#### Page excerpt ####

GREENWICH, CT, Nov. 29, 2016 (GLOBE NEWSWIRE) -- Fifth Street Finance Corp. (NASDAQ:FSC) ("FSC" or "we") today announced its financial results for the fourth fiscal quarter and year ended September 30, 2016.

Fourth Fiscal Quarter 2016 Financial Highlights
  • Net investment income of $25.7 million, or $0.18 per share;
  • Net asset value per share of $7.97;
  • Closed $123.0 million of new investments; and
  • Repurchased 2.0 million shares of common stock in the open market at an aggregate cost of $12.5 million.

Fiscal Year 2016 Financial Highlights 
  • Net investment income of $106.7 million, or $0.72 per share, which covered the annual distributions to our stockholders of $0.72 per share;
  • Closed $844.5 million of new investments; and
  • Repurchased 7.0 million shares of common stock in the open market at an aggregate cost of $37.6 million.

"During the September quarter we continued to successfully execute on our strategic objectives and we are pleased that our net investment income covered our dividend for the seventh consecutive quarter, excluding incremental professional fees incurred earlier this year," stated Todd G. Owens, FSC's Chief Executive Officer.  "Additionally, during the quarter we further executed on our share buyback program, repurchasing $12.5 million in stock.  This brings our total repurchases for 2016 to $37.6 million, or 4.7% of our outstanding shares.  Looking ahead, we are focused on bringing leverage levels back within our targeted range and remain committed to delivering strong returns to our stockholders."

Portfolio and Investment Activity

FSC's Board of Directors determined the fair value of our investment portfolio at September 30, 2016 to be $2.2 billion, as compared to $2.4 billion at September 30, 2015.  Total assets were $2.4 billion at September 30, 2016, as compared to $2.6 billion at September 30, 2015.

#### Information provided ####

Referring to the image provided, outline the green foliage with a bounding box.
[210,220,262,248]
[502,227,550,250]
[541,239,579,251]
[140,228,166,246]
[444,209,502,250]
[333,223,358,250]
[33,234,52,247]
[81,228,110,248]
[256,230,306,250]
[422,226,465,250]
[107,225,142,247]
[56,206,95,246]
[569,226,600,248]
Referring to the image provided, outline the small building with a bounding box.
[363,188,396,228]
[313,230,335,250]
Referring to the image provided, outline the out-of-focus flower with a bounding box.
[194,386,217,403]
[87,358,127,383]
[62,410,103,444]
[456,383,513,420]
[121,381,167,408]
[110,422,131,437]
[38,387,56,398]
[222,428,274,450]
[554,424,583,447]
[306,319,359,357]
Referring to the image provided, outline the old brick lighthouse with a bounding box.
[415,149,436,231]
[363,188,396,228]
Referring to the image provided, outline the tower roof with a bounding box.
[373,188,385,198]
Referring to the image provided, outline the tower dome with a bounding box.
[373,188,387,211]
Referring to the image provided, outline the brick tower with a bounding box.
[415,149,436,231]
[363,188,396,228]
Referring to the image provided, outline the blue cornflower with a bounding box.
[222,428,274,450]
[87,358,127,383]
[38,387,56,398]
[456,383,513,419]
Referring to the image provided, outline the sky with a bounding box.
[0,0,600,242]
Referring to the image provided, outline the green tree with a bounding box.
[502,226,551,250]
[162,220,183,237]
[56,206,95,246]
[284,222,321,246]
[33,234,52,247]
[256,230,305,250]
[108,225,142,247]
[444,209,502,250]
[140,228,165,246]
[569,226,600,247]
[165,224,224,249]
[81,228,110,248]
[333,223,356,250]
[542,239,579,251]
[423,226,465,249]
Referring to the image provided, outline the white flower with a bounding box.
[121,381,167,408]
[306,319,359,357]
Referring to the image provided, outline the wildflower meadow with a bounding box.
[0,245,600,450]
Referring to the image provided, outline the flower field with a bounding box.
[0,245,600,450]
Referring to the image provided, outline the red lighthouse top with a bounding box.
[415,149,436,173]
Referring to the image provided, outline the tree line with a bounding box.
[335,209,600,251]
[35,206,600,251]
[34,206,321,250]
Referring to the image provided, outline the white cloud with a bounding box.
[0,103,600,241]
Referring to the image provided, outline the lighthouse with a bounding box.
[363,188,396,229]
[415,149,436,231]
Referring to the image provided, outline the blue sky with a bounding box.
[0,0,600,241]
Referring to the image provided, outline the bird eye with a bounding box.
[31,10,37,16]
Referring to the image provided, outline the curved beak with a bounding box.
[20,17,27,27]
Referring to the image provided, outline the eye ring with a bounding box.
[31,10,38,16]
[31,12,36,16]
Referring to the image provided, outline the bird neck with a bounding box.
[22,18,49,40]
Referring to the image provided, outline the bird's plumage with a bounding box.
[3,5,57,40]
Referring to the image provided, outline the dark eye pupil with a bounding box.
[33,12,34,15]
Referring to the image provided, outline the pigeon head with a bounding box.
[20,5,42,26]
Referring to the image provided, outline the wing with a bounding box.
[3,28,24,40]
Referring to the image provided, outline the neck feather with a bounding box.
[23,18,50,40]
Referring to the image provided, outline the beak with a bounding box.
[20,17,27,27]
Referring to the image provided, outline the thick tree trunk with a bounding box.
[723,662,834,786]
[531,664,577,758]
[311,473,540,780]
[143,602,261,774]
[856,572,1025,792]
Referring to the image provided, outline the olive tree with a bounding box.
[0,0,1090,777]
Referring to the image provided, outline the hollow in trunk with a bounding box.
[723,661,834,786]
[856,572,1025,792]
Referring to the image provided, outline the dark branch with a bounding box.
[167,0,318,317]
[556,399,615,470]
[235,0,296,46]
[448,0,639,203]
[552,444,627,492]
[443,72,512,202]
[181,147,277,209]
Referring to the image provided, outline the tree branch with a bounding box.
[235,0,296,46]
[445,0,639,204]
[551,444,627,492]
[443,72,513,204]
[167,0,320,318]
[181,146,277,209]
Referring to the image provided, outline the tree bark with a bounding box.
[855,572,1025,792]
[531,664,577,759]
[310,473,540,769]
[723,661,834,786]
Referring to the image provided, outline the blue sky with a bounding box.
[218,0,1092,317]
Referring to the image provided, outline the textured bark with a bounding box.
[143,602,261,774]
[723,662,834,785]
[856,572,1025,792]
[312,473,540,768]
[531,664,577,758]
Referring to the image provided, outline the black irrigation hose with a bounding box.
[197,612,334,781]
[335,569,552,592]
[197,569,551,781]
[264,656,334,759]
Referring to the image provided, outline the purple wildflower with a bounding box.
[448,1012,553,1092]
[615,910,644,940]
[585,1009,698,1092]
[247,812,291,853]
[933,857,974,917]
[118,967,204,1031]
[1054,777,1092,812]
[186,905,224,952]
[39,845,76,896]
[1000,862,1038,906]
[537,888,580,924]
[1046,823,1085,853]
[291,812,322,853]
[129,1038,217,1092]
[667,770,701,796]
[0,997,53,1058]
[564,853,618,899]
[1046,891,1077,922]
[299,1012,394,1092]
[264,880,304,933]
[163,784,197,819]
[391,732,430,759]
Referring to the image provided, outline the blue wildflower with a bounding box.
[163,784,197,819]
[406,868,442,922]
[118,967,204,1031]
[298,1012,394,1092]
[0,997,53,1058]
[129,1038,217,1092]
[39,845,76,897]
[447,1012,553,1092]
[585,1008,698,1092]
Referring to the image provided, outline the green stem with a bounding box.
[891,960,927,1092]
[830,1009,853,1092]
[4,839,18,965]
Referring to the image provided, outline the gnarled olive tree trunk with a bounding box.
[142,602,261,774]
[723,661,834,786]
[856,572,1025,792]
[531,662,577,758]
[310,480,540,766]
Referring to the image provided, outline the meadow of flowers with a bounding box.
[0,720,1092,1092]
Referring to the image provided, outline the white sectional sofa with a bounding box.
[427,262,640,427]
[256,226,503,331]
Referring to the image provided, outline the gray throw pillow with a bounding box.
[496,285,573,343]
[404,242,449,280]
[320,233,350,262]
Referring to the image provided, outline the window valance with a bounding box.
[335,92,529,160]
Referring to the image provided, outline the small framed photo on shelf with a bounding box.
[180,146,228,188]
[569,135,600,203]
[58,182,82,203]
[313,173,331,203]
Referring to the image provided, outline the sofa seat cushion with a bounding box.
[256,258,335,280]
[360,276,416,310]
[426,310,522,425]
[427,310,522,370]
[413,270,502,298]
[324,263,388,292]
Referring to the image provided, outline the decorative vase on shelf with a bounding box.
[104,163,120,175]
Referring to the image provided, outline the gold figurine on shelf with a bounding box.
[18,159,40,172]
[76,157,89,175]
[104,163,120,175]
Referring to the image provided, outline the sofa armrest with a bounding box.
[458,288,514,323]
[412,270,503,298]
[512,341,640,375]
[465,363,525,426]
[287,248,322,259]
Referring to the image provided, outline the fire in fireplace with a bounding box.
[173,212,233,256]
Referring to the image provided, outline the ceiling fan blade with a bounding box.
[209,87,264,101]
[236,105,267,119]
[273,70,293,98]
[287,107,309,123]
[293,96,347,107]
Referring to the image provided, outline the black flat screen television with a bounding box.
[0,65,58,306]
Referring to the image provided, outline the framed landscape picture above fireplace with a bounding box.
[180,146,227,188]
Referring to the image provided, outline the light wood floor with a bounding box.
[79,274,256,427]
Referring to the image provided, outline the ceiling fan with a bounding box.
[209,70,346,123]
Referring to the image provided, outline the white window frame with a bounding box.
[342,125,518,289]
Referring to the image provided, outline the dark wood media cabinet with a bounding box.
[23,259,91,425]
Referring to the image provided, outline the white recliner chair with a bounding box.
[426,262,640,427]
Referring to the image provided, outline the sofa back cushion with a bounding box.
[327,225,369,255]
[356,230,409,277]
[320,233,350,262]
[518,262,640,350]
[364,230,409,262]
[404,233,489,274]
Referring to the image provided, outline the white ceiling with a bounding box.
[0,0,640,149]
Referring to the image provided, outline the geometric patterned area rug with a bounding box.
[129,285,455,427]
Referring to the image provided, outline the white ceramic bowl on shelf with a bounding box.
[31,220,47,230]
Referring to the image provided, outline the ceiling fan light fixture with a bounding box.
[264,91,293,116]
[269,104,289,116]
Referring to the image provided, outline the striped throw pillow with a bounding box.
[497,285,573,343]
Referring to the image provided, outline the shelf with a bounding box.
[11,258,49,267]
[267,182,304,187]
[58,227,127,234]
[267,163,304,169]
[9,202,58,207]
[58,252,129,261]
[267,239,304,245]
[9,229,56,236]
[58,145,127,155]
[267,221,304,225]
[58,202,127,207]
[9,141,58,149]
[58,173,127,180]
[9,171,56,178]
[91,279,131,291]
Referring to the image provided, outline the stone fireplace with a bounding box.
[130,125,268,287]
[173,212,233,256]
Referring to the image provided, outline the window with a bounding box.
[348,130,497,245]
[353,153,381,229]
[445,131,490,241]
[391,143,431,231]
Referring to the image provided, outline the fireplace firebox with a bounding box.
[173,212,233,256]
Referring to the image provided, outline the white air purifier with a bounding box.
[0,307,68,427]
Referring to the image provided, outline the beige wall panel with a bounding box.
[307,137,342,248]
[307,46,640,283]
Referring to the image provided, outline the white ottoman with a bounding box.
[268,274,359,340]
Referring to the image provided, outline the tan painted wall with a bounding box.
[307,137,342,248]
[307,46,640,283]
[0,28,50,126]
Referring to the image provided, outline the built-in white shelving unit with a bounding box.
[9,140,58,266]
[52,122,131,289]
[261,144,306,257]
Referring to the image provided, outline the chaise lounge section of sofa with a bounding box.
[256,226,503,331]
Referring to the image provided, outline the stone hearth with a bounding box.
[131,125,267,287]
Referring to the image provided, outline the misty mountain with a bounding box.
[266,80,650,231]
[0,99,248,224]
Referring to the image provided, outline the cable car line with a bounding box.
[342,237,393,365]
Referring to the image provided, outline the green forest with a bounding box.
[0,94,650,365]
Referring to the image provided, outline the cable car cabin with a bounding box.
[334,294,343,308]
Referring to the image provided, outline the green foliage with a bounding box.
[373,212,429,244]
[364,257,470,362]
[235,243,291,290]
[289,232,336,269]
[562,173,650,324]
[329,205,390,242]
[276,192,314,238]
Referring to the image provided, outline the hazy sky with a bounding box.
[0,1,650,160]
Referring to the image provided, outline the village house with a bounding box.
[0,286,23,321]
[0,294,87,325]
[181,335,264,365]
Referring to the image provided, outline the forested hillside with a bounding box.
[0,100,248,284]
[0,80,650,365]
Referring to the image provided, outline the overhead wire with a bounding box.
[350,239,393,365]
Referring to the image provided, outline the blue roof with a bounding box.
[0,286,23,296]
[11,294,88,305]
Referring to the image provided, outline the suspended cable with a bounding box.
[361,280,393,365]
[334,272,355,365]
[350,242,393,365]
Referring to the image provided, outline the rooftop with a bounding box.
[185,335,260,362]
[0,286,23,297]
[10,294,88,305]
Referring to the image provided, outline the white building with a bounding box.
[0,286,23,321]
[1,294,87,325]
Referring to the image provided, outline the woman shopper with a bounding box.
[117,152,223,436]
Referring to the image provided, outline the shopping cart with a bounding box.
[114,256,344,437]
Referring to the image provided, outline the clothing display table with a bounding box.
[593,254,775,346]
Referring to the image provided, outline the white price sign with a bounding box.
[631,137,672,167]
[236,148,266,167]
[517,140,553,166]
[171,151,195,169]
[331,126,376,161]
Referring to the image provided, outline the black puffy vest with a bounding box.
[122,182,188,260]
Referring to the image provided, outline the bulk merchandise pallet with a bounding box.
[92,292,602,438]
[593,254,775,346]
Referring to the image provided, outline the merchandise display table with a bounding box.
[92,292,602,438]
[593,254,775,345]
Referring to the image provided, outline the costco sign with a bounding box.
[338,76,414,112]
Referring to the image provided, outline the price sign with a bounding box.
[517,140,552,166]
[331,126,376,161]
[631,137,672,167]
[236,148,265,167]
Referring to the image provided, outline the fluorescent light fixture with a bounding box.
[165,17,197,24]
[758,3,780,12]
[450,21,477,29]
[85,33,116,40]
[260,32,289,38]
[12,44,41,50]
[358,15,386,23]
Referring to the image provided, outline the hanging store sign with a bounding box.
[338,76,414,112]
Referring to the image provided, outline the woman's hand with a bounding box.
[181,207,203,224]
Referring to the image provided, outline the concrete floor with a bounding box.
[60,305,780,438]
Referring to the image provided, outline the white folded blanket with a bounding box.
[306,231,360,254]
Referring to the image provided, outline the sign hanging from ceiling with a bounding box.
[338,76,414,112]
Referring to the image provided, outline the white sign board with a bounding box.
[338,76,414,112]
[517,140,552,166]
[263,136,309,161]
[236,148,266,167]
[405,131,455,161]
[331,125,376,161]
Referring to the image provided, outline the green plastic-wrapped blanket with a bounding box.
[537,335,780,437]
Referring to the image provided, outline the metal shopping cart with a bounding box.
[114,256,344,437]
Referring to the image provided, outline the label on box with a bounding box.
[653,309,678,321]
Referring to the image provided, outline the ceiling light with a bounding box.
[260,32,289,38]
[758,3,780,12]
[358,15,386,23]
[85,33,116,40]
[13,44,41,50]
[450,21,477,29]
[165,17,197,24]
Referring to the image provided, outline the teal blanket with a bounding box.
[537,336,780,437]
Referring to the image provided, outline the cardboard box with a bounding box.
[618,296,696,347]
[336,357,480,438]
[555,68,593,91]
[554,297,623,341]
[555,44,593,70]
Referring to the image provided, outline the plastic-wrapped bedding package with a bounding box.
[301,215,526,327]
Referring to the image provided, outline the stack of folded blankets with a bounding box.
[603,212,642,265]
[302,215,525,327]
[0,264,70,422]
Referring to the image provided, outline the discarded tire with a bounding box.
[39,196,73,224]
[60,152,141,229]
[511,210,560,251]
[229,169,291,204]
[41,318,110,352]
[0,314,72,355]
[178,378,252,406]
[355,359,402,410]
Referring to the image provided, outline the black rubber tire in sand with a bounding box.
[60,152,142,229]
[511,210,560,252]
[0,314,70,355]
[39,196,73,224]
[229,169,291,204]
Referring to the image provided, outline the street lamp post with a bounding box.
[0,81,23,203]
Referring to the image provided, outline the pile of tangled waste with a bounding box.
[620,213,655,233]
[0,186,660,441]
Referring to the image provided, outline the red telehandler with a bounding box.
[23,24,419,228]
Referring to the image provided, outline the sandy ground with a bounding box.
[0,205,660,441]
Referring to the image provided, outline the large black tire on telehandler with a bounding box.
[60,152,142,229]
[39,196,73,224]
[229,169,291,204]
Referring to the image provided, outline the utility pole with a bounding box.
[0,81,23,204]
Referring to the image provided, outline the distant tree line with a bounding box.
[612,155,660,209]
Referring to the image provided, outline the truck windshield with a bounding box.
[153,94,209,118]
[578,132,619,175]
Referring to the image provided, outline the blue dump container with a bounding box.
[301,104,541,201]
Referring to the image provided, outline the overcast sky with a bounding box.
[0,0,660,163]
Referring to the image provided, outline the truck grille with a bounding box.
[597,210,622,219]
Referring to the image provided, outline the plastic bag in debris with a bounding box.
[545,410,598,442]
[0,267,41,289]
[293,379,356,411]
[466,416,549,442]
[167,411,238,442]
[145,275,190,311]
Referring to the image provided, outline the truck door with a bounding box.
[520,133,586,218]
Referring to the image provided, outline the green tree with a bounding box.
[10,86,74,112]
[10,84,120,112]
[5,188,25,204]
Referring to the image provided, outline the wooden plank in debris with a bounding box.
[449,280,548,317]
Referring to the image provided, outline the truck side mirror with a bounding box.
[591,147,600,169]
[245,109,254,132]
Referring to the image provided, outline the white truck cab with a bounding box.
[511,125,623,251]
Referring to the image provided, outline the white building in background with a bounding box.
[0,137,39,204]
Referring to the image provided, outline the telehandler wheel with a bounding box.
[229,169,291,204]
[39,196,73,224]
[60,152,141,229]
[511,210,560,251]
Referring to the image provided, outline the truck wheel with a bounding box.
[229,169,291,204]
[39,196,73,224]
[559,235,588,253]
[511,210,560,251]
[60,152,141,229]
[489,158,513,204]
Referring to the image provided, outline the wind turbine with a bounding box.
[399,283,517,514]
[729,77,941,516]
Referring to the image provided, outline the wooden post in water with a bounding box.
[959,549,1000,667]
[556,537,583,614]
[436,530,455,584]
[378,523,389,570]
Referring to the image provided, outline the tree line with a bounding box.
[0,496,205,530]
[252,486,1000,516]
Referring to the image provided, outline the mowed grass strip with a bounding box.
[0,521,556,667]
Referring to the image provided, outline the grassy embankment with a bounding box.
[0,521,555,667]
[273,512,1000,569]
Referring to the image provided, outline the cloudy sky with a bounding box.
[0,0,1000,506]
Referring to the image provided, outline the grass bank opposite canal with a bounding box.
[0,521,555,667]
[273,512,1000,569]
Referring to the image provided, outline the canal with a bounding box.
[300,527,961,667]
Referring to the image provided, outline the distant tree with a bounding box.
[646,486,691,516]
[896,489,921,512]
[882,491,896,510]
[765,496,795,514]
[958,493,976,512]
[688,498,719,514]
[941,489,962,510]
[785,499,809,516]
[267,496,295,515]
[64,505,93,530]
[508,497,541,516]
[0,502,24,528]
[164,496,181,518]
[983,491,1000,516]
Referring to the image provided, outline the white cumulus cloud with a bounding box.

####

**List of tasks:**
- 1) From the Fifth Street Finance earnings release, list every financial highlight given for the fourth fiscal quarter of 2016.
- 2) Write the next part of the Fifth Street Finance earnings release, starting after its final sentence on total assets.

**Written answers:**
- 1)
- Net investment income of $25.7 million, or $0.18 per share
- Net asset value per share of $7.97
- Closed $123.0 million of new investments
- Repurchased 2.0 million shares of common stock in the open market at an aggregate cost of $12.5 million

- 2)
During the quarter ended September 30, 2016, we closed $123.0 million of investments in five new and five existing portfolio companies and funded $102.0 million across new and existing portfolio companies.  This compares to closing $279.3 million of investments in ten new and six existing portfolio companies, and funding $288.0 million during the quarter ended September 30, 2015.  During the quarter ended September 30, 2016, we received $134.4 million in connection with the repayments and exits of 11 of our debt investments, and an additional $26.3 million in connection with paydowns, syndications and sales of debt investments.

At September 30, 2016, our portfolio consisted of investments in 129 companies, 110 of which were completed in connection with investments by private equity sponsors, one of which was in Senior Loan Fund JV I, LLC ("SLF JV I") and 18 of which were in private equity funds.  At fair value, 91.2% of our portfolio consisted of debt investments and 78.0% of our portfolio consisted of senior secured loans.  Our average portfolio company debt investment size at fair value was $19.7 million at September 30, 2016, versus $20.7 million at September 30, 2015, with only 0.8% of the portfolio's fair value invested in the energy sector and no exposure to CLO equity.

At September 30, 2016, SLF JV I had $338.5 million in assets, including senior secured loans to 37 portfolio companies.  The joint venture generated income of $4.5 million to FSC during the fourth fiscal quarter, which represented an 11.3% weighted average annualized return on investment.

Our weighted average yield on debt investments at September 30, 2016, including the return on SLF JV I, was 10.4% and included a cash component of 9.6%.  At September 30, 2016 and September 30, 2015, $1.6 billion and $1.7 billion, respectively, of our debt investments at fair value bore interest at floating rates, which represented 80.9% and 77.5%, respectively, of our total portfolio of debt investments at fair value.

Results of Operations

Total investment income for the quarters ended September 30, 2016 and September 30, 2015 was $59.2 million and $63.8 million, respectively.  For the quarter ended September 30, 2016, the amount primarily consisted of $47.1 million of cash interest income from portfolio investments.  For the quarter ended September 30, 2015, the amount primarily consisted of $52.0 million of cash interest income from portfolio investments.  For the quarter ended September 30, 2016, payment-in-kind ("PIK") interest income net of PIK collected in cash represented 5.9% of total investment income.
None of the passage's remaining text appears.